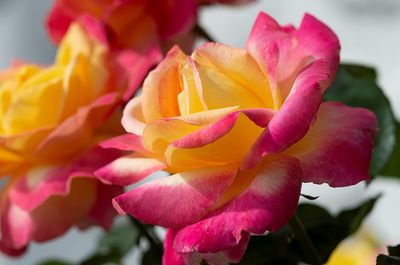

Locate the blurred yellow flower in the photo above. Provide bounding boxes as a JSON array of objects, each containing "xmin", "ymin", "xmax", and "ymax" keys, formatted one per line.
[{"xmin": 326, "ymin": 234, "xmax": 378, "ymax": 265}]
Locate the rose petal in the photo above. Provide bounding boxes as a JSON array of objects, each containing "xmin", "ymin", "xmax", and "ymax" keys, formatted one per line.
[
  {"xmin": 9, "ymin": 145, "xmax": 120, "ymax": 211},
  {"xmin": 174, "ymin": 156, "xmax": 302, "ymax": 253},
  {"xmin": 142, "ymin": 46, "xmax": 187, "ymax": 123},
  {"xmin": 95, "ymin": 154, "xmax": 166, "ymax": 186},
  {"xmin": 99, "ymin": 133, "xmax": 146, "ymax": 152},
  {"xmin": 114, "ymin": 163, "xmax": 237, "ymax": 227}
]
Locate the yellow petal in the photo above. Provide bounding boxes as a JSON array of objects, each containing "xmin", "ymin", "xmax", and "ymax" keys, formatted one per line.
[{"xmin": 192, "ymin": 43, "xmax": 273, "ymax": 109}]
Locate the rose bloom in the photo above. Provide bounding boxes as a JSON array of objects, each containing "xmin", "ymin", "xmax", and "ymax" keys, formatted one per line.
[
  {"xmin": 326, "ymin": 234, "xmax": 380, "ymax": 265},
  {"xmin": 96, "ymin": 13, "xmax": 377, "ymax": 265},
  {"xmin": 47, "ymin": 0, "xmax": 197, "ymax": 51},
  {"xmin": 197, "ymin": 0, "xmax": 256, "ymax": 5},
  {"xmin": 0, "ymin": 21, "xmax": 123, "ymax": 255}
]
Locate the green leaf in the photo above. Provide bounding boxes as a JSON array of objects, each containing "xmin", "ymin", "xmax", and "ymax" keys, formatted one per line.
[
  {"xmin": 325, "ymin": 64, "xmax": 396, "ymax": 176},
  {"xmin": 79, "ymin": 218, "xmax": 139, "ymax": 265},
  {"xmin": 142, "ymin": 245, "xmax": 163, "ymax": 265},
  {"xmin": 240, "ymin": 197, "xmax": 378, "ymax": 265},
  {"xmin": 98, "ymin": 220, "xmax": 139, "ymax": 255},
  {"xmin": 79, "ymin": 252, "xmax": 123, "ymax": 265},
  {"xmin": 382, "ymin": 122, "xmax": 400, "ymax": 177}
]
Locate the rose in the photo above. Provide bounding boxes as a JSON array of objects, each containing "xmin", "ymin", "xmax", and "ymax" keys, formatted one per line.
[
  {"xmin": 47, "ymin": 0, "xmax": 197, "ymax": 51},
  {"xmin": 0, "ymin": 21, "xmax": 123, "ymax": 254},
  {"xmin": 326, "ymin": 233, "xmax": 383, "ymax": 265},
  {"xmin": 197, "ymin": 0, "xmax": 255, "ymax": 5},
  {"xmin": 96, "ymin": 13, "xmax": 377, "ymax": 264}
]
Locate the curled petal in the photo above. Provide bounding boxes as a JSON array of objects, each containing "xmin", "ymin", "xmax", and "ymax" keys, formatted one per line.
[
  {"xmin": 114, "ymin": 166, "xmax": 237, "ymax": 227},
  {"xmin": 142, "ymin": 46, "xmax": 187, "ymax": 123},
  {"xmin": 174, "ymin": 156, "xmax": 302, "ymax": 253},
  {"xmin": 36, "ymin": 93, "xmax": 119, "ymax": 159},
  {"xmin": 9, "ymin": 145, "xmax": 120, "ymax": 211},
  {"xmin": 99, "ymin": 133, "xmax": 146, "ymax": 152},
  {"xmin": 95, "ymin": 154, "xmax": 166, "ymax": 186}
]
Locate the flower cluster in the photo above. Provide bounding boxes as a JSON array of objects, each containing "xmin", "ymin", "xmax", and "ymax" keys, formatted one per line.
[{"xmin": 0, "ymin": 0, "xmax": 377, "ymax": 265}]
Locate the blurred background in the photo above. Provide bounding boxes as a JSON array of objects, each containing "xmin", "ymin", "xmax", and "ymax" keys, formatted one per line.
[{"xmin": 0, "ymin": 0, "xmax": 400, "ymax": 265}]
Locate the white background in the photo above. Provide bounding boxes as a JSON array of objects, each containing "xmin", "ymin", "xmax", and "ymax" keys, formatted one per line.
[{"xmin": 0, "ymin": 0, "xmax": 400, "ymax": 265}]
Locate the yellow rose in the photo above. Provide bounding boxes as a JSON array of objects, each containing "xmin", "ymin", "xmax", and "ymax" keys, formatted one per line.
[{"xmin": 0, "ymin": 24, "xmax": 123, "ymax": 255}]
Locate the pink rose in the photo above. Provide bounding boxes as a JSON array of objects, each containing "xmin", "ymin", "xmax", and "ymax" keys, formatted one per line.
[{"xmin": 96, "ymin": 13, "xmax": 377, "ymax": 265}]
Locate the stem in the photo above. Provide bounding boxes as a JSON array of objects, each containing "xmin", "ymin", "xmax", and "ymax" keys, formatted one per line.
[
  {"xmin": 193, "ymin": 24, "xmax": 215, "ymax": 42},
  {"xmin": 289, "ymin": 215, "xmax": 323, "ymax": 265},
  {"xmin": 129, "ymin": 216, "xmax": 162, "ymax": 250}
]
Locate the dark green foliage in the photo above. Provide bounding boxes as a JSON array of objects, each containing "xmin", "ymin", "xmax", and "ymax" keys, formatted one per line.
[
  {"xmin": 240, "ymin": 198, "xmax": 377, "ymax": 265},
  {"xmin": 325, "ymin": 64, "xmax": 396, "ymax": 176}
]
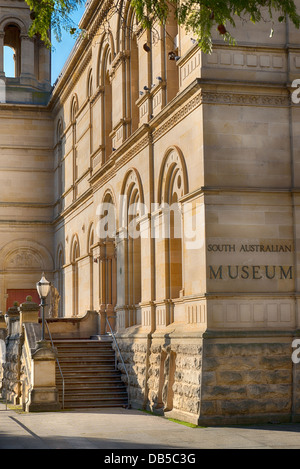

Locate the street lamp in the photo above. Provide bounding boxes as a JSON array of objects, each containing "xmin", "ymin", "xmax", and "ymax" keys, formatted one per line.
[{"xmin": 36, "ymin": 272, "xmax": 51, "ymax": 340}]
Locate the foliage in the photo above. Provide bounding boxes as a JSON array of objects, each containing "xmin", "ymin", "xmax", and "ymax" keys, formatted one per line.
[
  {"xmin": 25, "ymin": 0, "xmax": 84, "ymax": 46},
  {"xmin": 25, "ymin": 0, "xmax": 300, "ymax": 52},
  {"xmin": 131, "ymin": 0, "xmax": 300, "ymax": 52}
]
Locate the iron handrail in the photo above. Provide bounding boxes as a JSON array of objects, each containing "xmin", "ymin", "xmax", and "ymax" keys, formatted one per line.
[
  {"xmin": 106, "ymin": 316, "xmax": 130, "ymax": 408},
  {"xmin": 45, "ymin": 319, "xmax": 65, "ymax": 409}
]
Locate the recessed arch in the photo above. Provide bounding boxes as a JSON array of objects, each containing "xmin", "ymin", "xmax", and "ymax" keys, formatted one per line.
[
  {"xmin": 70, "ymin": 233, "xmax": 80, "ymax": 263},
  {"xmin": 0, "ymin": 239, "xmax": 54, "ymax": 272},
  {"xmin": 157, "ymin": 146, "xmax": 188, "ymax": 204}
]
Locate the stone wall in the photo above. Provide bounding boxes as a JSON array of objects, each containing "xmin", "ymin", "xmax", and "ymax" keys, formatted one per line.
[
  {"xmin": 2, "ymin": 318, "xmax": 22, "ymax": 404},
  {"xmin": 200, "ymin": 337, "xmax": 293, "ymax": 424},
  {"xmin": 118, "ymin": 332, "xmax": 300, "ymax": 425}
]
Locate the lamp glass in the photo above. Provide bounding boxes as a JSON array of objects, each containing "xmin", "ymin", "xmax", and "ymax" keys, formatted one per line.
[{"xmin": 36, "ymin": 274, "xmax": 51, "ymax": 298}]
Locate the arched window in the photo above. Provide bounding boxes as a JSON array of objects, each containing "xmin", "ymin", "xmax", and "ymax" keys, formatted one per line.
[
  {"xmin": 158, "ymin": 147, "xmax": 187, "ymax": 299},
  {"xmin": 71, "ymin": 236, "xmax": 80, "ymax": 316},
  {"xmin": 122, "ymin": 170, "xmax": 144, "ymax": 327},
  {"xmin": 57, "ymin": 246, "xmax": 64, "ymax": 317},
  {"xmin": 87, "ymin": 70, "xmax": 93, "ymax": 98},
  {"xmin": 4, "ymin": 24, "xmax": 21, "ymax": 77},
  {"xmin": 87, "ymin": 224, "xmax": 94, "ymax": 310},
  {"xmin": 103, "ymin": 62, "xmax": 112, "ymax": 161},
  {"xmin": 70, "ymin": 96, "xmax": 78, "ymax": 191},
  {"xmin": 56, "ymin": 120, "xmax": 64, "ymax": 199}
]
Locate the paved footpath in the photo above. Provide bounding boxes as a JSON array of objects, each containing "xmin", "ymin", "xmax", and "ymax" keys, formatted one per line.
[{"xmin": 0, "ymin": 404, "xmax": 300, "ymax": 452}]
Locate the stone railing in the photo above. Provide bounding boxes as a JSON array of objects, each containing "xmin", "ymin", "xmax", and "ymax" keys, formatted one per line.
[{"xmin": 2, "ymin": 297, "xmax": 60, "ymax": 412}]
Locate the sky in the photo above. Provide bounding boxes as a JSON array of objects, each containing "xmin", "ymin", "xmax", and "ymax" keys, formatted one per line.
[
  {"xmin": 51, "ymin": 5, "xmax": 85, "ymax": 84},
  {"xmin": 4, "ymin": 5, "xmax": 85, "ymax": 84}
]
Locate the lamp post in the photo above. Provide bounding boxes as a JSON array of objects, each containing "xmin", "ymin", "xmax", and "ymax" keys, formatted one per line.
[{"xmin": 36, "ymin": 272, "xmax": 51, "ymax": 341}]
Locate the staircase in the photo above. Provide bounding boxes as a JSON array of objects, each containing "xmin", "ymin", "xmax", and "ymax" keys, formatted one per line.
[{"xmin": 53, "ymin": 339, "xmax": 128, "ymax": 409}]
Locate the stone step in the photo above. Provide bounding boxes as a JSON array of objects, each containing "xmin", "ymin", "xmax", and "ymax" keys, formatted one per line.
[{"xmin": 54, "ymin": 339, "xmax": 128, "ymax": 408}]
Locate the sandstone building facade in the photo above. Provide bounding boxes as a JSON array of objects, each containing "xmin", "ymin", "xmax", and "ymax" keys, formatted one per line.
[{"xmin": 0, "ymin": 0, "xmax": 300, "ymax": 424}]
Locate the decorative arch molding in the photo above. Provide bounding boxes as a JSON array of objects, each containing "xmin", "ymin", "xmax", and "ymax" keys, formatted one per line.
[
  {"xmin": 70, "ymin": 93, "xmax": 79, "ymax": 122},
  {"xmin": 86, "ymin": 67, "xmax": 94, "ymax": 98},
  {"xmin": 0, "ymin": 239, "xmax": 54, "ymax": 272},
  {"xmin": 117, "ymin": 1, "xmax": 138, "ymax": 52},
  {"xmin": 86, "ymin": 222, "xmax": 95, "ymax": 254},
  {"xmin": 0, "ymin": 15, "xmax": 30, "ymax": 36},
  {"xmin": 121, "ymin": 168, "xmax": 144, "ymax": 203},
  {"xmin": 55, "ymin": 117, "xmax": 64, "ymax": 143},
  {"xmin": 102, "ymin": 185, "xmax": 117, "ymax": 207},
  {"xmin": 55, "ymin": 243, "xmax": 65, "ymax": 270},
  {"xmin": 157, "ymin": 146, "xmax": 188, "ymax": 204},
  {"xmin": 70, "ymin": 233, "xmax": 80, "ymax": 263},
  {"xmin": 96, "ymin": 31, "xmax": 115, "ymax": 87},
  {"xmin": 120, "ymin": 168, "xmax": 145, "ymax": 226}
]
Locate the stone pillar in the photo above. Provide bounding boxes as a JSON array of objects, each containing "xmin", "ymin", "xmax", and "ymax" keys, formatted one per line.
[
  {"xmin": 2, "ymin": 302, "xmax": 21, "ymax": 405},
  {"xmin": 38, "ymin": 41, "xmax": 51, "ymax": 85},
  {"xmin": 19, "ymin": 296, "xmax": 40, "ymax": 331},
  {"xmin": 21, "ymin": 35, "xmax": 34, "ymax": 78},
  {"xmin": 23, "ymin": 334, "xmax": 61, "ymax": 412},
  {"xmin": 0, "ymin": 31, "xmax": 5, "ymax": 78}
]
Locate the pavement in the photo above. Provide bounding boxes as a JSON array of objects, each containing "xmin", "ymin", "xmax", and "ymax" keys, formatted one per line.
[{"xmin": 0, "ymin": 403, "xmax": 300, "ymax": 452}]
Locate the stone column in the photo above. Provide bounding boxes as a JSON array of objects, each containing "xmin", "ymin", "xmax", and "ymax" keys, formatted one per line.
[
  {"xmin": 19, "ymin": 296, "xmax": 40, "ymax": 331},
  {"xmin": 0, "ymin": 31, "xmax": 5, "ymax": 78},
  {"xmin": 21, "ymin": 35, "xmax": 34, "ymax": 78},
  {"xmin": 23, "ymin": 323, "xmax": 61, "ymax": 412}
]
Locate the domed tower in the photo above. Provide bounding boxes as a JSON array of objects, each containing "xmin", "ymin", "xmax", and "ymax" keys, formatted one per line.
[{"xmin": 0, "ymin": 0, "xmax": 51, "ymax": 104}]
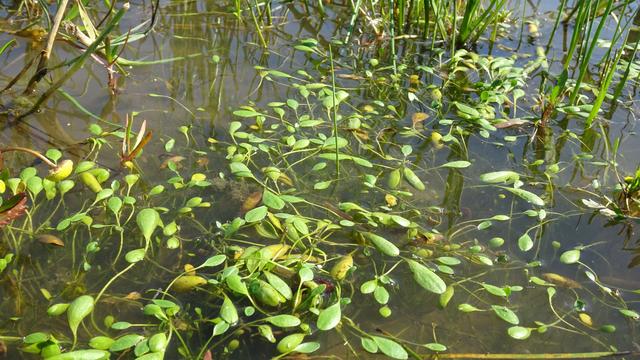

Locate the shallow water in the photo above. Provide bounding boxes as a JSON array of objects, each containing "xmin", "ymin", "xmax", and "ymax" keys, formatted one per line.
[{"xmin": 0, "ymin": 0, "xmax": 640, "ymax": 359}]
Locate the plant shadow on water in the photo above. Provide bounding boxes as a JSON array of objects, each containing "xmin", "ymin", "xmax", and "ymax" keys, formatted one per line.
[{"xmin": 0, "ymin": 0, "xmax": 640, "ymax": 360}]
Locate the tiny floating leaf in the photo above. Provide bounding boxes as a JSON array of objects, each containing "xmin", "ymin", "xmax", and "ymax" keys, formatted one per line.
[
  {"xmin": 318, "ymin": 301, "xmax": 342, "ymax": 331},
  {"xmin": 560, "ymin": 249, "xmax": 580, "ymax": 264}
]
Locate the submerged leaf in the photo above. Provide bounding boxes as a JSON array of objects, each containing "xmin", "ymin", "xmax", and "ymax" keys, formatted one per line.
[
  {"xmin": 407, "ymin": 260, "xmax": 447, "ymax": 294},
  {"xmin": 0, "ymin": 193, "xmax": 27, "ymax": 228},
  {"xmin": 171, "ymin": 275, "xmax": 207, "ymax": 292},
  {"xmin": 371, "ymin": 336, "xmax": 409, "ymax": 360},
  {"xmin": 67, "ymin": 295, "xmax": 94, "ymax": 338},
  {"xmin": 362, "ymin": 232, "xmax": 400, "ymax": 256},
  {"xmin": 36, "ymin": 234, "xmax": 64, "ymax": 247},
  {"xmin": 491, "ymin": 305, "xmax": 520, "ymax": 325}
]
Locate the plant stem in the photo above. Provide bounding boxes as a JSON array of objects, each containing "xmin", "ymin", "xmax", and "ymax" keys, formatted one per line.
[
  {"xmin": 329, "ymin": 44, "xmax": 340, "ymax": 180},
  {"xmin": 16, "ymin": 3, "xmax": 129, "ymax": 121},
  {"xmin": 24, "ymin": 0, "xmax": 69, "ymax": 94},
  {"xmin": 438, "ymin": 351, "xmax": 633, "ymax": 359}
]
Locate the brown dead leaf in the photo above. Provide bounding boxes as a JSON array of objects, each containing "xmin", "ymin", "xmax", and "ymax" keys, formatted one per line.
[
  {"xmin": 242, "ymin": 191, "xmax": 262, "ymax": 213},
  {"xmin": 36, "ymin": 234, "xmax": 64, "ymax": 247}
]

Required task -
Please copy the part that opens with the line containing "Locate the brown" and runs through the end of the entries, keeping every line unchanged.

Exercise solution -
Locate the brown dead leaf in the photo above. Provide bounding boxes as a JSON array of objects, each containing "xmin", "ymin", "xmax", and "ymax" keys, formatted one per line.
[
  {"xmin": 242, "ymin": 191, "xmax": 262, "ymax": 213},
  {"xmin": 36, "ymin": 234, "xmax": 64, "ymax": 247}
]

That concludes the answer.